→ **Referring expression data**
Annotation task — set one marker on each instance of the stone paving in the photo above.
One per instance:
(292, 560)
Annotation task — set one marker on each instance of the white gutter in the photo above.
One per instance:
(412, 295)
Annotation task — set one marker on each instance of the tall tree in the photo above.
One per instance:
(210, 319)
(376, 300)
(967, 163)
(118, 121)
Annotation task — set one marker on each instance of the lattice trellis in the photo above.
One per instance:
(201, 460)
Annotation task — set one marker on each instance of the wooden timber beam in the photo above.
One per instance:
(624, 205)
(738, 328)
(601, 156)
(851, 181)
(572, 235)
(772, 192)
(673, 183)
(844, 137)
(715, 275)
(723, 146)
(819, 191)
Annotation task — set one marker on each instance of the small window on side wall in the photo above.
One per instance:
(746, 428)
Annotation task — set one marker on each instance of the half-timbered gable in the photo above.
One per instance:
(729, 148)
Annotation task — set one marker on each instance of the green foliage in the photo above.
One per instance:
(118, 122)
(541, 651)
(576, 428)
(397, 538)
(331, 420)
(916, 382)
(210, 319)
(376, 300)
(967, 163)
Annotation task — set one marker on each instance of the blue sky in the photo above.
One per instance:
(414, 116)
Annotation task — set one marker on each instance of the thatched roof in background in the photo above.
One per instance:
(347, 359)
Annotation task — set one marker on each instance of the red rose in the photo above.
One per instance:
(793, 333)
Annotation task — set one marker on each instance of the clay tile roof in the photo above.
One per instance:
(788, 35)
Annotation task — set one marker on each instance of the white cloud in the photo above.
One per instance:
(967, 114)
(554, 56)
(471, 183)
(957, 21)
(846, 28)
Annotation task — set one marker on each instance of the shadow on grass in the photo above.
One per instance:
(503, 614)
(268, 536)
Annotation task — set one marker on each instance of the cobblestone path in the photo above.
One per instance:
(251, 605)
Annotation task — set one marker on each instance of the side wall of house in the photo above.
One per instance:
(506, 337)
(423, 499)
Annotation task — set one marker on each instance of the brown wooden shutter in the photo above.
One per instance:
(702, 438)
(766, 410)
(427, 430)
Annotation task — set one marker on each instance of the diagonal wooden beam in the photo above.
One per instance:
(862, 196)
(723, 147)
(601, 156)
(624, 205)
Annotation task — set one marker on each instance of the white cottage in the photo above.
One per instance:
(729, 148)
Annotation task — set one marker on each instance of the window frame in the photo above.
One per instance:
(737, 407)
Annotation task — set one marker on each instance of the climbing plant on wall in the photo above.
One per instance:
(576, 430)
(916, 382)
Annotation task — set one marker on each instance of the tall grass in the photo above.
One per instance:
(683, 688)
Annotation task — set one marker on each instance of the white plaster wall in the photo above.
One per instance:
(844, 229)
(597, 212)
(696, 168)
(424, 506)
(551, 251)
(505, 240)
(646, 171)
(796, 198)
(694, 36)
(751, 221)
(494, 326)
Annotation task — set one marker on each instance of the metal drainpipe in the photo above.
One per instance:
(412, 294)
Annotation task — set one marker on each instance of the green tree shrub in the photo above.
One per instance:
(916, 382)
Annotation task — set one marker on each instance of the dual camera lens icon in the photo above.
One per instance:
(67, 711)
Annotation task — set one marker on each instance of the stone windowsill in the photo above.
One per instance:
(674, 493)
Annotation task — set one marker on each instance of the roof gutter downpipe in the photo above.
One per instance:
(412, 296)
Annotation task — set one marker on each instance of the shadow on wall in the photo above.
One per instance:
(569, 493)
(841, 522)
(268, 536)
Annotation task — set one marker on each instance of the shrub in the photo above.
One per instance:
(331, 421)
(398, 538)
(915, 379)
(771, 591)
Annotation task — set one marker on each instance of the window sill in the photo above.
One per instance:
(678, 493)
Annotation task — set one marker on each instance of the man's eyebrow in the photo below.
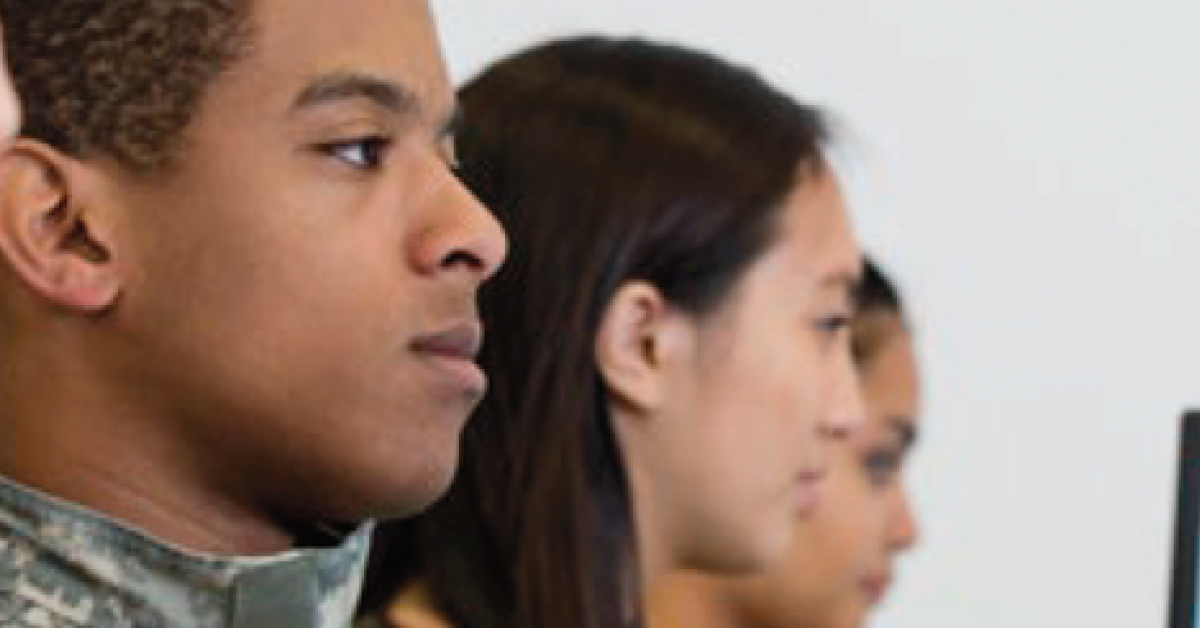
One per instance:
(449, 127)
(349, 85)
(846, 280)
(905, 429)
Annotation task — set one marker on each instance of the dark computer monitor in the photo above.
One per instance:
(1187, 526)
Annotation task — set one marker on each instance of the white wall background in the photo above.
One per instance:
(1031, 172)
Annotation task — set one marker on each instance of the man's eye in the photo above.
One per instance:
(833, 326)
(365, 153)
(882, 466)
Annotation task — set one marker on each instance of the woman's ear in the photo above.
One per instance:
(640, 346)
(57, 243)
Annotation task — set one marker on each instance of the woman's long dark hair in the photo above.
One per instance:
(606, 161)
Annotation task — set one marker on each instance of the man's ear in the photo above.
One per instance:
(641, 342)
(53, 234)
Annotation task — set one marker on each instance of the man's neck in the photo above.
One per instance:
(77, 444)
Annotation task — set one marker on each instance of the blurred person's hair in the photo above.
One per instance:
(119, 78)
(875, 295)
(607, 161)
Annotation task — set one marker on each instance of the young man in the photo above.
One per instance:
(237, 305)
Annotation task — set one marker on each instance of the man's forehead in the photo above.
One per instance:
(389, 43)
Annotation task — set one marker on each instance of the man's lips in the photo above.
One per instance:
(460, 341)
(875, 587)
(453, 351)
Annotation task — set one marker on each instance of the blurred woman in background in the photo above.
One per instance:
(10, 107)
(841, 562)
(669, 344)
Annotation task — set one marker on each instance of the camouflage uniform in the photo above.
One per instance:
(63, 567)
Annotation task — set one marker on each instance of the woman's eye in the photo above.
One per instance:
(364, 153)
(882, 466)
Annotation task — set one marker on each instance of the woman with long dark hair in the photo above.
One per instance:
(669, 344)
(841, 563)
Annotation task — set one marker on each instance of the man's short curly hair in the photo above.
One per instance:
(120, 78)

→ **Brief**
If a line contains the word "shrub", it counts; say how many such lines there are in the data above, and nothing else.

→ **Your response**
2